Collection entries
________
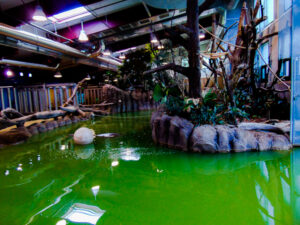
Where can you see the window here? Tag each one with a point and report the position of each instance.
(285, 68)
(261, 62)
(264, 74)
(268, 6)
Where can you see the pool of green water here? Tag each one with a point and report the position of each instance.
(128, 180)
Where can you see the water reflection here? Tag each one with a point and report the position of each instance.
(136, 182)
(84, 151)
(82, 213)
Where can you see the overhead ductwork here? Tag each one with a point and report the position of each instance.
(24, 36)
(28, 65)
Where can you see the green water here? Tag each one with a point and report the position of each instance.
(129, 180)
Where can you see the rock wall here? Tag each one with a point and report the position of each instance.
(21, 134)
(178, 133)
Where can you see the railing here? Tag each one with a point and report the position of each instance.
(36, 98)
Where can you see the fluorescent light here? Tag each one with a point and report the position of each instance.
(70, 15)
(82, 36)
(39, 14)
(9, 73)
(153, 38)
(201, 35)
(58, 75)
(122, 56)
(160, 47)
(106, 53)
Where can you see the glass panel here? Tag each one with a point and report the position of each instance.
(296, 74)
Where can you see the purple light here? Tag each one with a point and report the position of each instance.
(9, 73)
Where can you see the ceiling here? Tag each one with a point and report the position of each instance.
(119, 24)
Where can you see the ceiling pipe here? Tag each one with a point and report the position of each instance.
(50, 44)
(28, 65)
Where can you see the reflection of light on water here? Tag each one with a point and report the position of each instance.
(263, 168)
(114, 163)
(286, 190)
(67, 190)
(95, 190)
(266, 204)
(129, 154)
(61, 222)
(82, 213)
(19, 168)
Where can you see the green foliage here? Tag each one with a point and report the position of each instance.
(136, 63)
(267, 103)
(209, 110)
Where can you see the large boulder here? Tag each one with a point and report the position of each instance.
(204, 139)
(163, 131)
(14, 136)
(84, 136)
(225, 136)
(244, 140)
(179, 133)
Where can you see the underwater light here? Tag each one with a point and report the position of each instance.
(115, 163)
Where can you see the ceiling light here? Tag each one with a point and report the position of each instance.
(153, 39)
(82, 36)
(201, 35)
(9, 73)
(70, 15)
(122, 56)
(160, 47)
(106, 52)
(39, 14)
(58, 75)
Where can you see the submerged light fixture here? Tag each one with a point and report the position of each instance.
(122, 56)
(39, 14)
(58, 75)
(82, 36)
(107, 52)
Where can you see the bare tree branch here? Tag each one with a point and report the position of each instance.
(180, 69)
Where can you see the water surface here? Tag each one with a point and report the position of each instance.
(128, 180)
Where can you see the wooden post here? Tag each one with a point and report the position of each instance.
(16, 98)
(2, 99)
(9, 97)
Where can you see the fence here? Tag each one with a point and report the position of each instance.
(36, 98)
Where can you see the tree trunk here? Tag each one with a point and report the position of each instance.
(194, 51)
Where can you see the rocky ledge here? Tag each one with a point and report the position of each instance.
(179, 133)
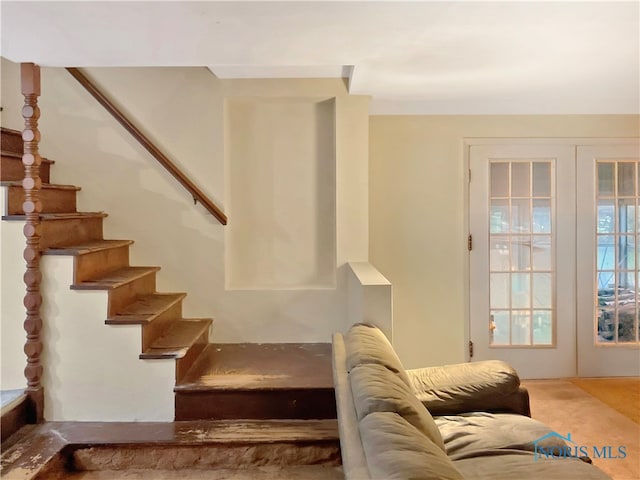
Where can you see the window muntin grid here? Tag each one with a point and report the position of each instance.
(521, 259)
(617, 251)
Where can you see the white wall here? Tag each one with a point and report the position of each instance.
(183, 109)
(417, 216)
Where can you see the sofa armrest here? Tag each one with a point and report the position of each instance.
(488, 386)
________
EXERCISE >> Restate the entries above word for word, and keep the pictures out.

ANSWER FOR THIS EXERCISE >>
Where can you see the window here? Tag each one with a point and report the position of each instance.
(285, 68)
(261, 62)
(264, 74)
(268, 6)
Where can you see the pool of green water here? Tag each one with a point and report the position of each instance.
(128, 180)
Where can you see the water reflection here? Tag each one with a point and report the position of each instance.
(136, 182)
(84, 151)
(82, 213)
Where can you see the overhead ductwork here? Tag each one with a point and report the position of each instance.
(24, 36)
(28, 65)
Where can you see the green water here? Tag each one with a point and report the position of each instance.
(129, 180)
Where can you see the rock wall here? Tag each one with a point and report the position of each instance.
(21, 134)
(178, 133)
Where can you see the railing here? Tag each one with a point and report the position of each instance.
(36, 98)
Where can you see the fluorescent light here? Tag each one with a point and report the position of each instance.
(70, 15)
(82, 36)
(39, 14)
(9, 73)
(153, 38)
(201, 35)
(58, 75)
(122, 56)
(160, 47)
(106, 53)
Where can you see the glass panel here? Tag each one with a point and report the position of each instance.
(296, 74)
Where can you see the purple light here? Tag each one with a point and report the position of each instance.
(9, 73)
Where can you see the ceiling here? Tag each one with a point and report the position of each instance.
(119, 24)
Where can you see the ceiling pipe here? Tag each one with a point and report the position of each instance.
(50, 44)
(28, 65)
Where can you see the reflection of light on water here? Tag each one with a point and report the position of each instance.
(263, 168)
(114, 163)
(286, 190)
(67, 190)
(95, 190)
(266, 204)
(129, 154)
(61, 222)
(82, 213)
(19, 168)
Where can you see the green foliage here? Tag each one with a point and report the position of each instance.
(136, 63)
(267, 103)
(209, 110)
Where can you see the large boulder here? Tag each one with a point and report the position of each instance.
(204, 139)
(163, 131)
(14, 136)
(84, 136)
(225, 136)
(244, 140)
(179, 133)
Where can you see the underwater light here? Tag each one with a point and report the position of each instance.
(115, 163)
Where can you see the ceiling light here? Tag each one with a point and report the position of each instance.
(153, 39)
(82, 36)
(201, 35)
(9, 73)
(70, 15)
(122, 56)
(160, 47)
(106, 52)
(39, 14)
(58, 75)
Where can you see the submerged light fixture here? Tag each one with a point and report the position of each instance.
(122, 56)
(39, 14)
(58, 75)
(82, 36)
(107, 52)
Where can you see the bare tree branch here? Tag each one with a point and report the position of each instance.
(180, 69)
Where can you see the water surface here? Tag each one with a point and report the position of each instance.
(128, 180)
Where can you see the wooden post here? Tag each one with a point and report the position of each instance.
(16, 98)
(2, 99)
(9, 97)
Where can you see the fence here? Tag each one with a point and report the position of each instance.
(36, 98)
Where can you see the tree trunk here? Tag each one with a point and report the position of each instance.
(194, 51)
Where can you see the rocky ledge here? Tag each one with a point and report the position of each instance.
(179, 133)
Where can you see the window muntin grid here? Tag each one with a point and report the position of each instance.
(521, 259)
(617, 251)
Where can you see the white wall here? Tag each one with a point and report the position of each instance.
(183, 109)
(417, 216)
Where can you see the sofa armrest here? Tag each one with a point and report the position of each instance.
(488, 386)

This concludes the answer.